DATA PROVIDED: Begin
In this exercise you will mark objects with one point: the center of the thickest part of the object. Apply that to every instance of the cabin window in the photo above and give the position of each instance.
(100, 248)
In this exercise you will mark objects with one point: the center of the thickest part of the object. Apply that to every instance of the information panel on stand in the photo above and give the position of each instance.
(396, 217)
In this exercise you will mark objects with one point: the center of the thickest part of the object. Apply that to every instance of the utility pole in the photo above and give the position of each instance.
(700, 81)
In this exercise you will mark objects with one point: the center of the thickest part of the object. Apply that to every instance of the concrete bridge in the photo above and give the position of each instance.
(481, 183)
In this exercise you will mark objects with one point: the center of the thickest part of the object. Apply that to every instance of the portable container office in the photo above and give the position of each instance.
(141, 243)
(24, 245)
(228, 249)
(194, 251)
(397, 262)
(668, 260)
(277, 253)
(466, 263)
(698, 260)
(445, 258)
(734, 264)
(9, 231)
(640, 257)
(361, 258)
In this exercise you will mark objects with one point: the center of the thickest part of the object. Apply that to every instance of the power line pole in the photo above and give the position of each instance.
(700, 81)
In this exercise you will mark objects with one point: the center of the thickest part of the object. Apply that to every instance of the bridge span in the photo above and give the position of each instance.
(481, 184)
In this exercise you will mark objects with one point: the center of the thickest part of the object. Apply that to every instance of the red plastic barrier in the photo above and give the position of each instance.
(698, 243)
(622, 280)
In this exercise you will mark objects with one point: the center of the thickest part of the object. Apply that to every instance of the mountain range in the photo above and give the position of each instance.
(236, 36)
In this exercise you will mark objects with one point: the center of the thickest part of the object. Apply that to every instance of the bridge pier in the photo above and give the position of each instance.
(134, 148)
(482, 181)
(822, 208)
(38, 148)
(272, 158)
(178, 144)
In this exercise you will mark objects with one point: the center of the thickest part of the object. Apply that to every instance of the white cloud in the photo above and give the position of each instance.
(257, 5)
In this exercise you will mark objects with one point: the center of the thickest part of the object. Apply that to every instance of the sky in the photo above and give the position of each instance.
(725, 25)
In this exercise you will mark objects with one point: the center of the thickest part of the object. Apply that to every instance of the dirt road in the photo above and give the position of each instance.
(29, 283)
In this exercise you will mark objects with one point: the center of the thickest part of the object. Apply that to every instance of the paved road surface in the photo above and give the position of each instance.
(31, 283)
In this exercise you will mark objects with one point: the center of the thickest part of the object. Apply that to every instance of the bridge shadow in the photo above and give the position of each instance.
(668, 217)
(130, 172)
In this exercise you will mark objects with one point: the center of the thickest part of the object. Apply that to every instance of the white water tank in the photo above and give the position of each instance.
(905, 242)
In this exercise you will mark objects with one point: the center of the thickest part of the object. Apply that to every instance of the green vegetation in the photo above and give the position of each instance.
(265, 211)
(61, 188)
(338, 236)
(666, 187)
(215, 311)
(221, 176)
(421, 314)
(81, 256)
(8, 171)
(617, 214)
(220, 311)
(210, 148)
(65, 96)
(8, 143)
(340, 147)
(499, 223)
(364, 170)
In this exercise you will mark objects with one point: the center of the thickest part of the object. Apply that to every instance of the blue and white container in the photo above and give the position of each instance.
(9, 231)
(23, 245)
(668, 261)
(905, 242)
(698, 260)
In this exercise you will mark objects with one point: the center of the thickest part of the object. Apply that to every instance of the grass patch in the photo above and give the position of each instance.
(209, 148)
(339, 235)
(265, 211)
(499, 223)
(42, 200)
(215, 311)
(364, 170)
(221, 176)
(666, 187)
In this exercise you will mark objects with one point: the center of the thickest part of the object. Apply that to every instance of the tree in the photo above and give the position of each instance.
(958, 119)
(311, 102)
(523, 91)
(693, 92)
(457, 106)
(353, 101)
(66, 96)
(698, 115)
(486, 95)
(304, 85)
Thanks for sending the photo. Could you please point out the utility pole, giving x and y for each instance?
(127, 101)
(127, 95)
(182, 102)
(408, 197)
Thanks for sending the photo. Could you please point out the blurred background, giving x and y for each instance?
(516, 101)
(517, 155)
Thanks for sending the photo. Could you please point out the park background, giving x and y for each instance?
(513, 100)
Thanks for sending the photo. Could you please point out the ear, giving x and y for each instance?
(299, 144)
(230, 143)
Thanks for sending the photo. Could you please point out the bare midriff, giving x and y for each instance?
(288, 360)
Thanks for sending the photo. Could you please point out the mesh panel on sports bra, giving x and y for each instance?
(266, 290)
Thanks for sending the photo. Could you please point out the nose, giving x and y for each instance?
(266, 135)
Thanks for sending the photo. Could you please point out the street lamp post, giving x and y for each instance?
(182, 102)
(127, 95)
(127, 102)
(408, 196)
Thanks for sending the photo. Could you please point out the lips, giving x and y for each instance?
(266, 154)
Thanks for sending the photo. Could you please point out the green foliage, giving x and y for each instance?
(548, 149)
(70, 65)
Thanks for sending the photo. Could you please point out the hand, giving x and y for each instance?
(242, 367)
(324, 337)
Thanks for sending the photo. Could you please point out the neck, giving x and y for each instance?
DATA PROVIDED: End
## TRY IT
From the line with "hand, giving x and y for each instance?" to the final line of the data above, please reproduce every line exactly and add nothing.

## OUTPUT OF THE TASK
Thanks for sending the photo. Could you please point out the hand, giving x and y for each instance?
(242, 367)
(324, 337)
Thanks for sending the photo. Could you please point out the neck, giving x and y for each instance?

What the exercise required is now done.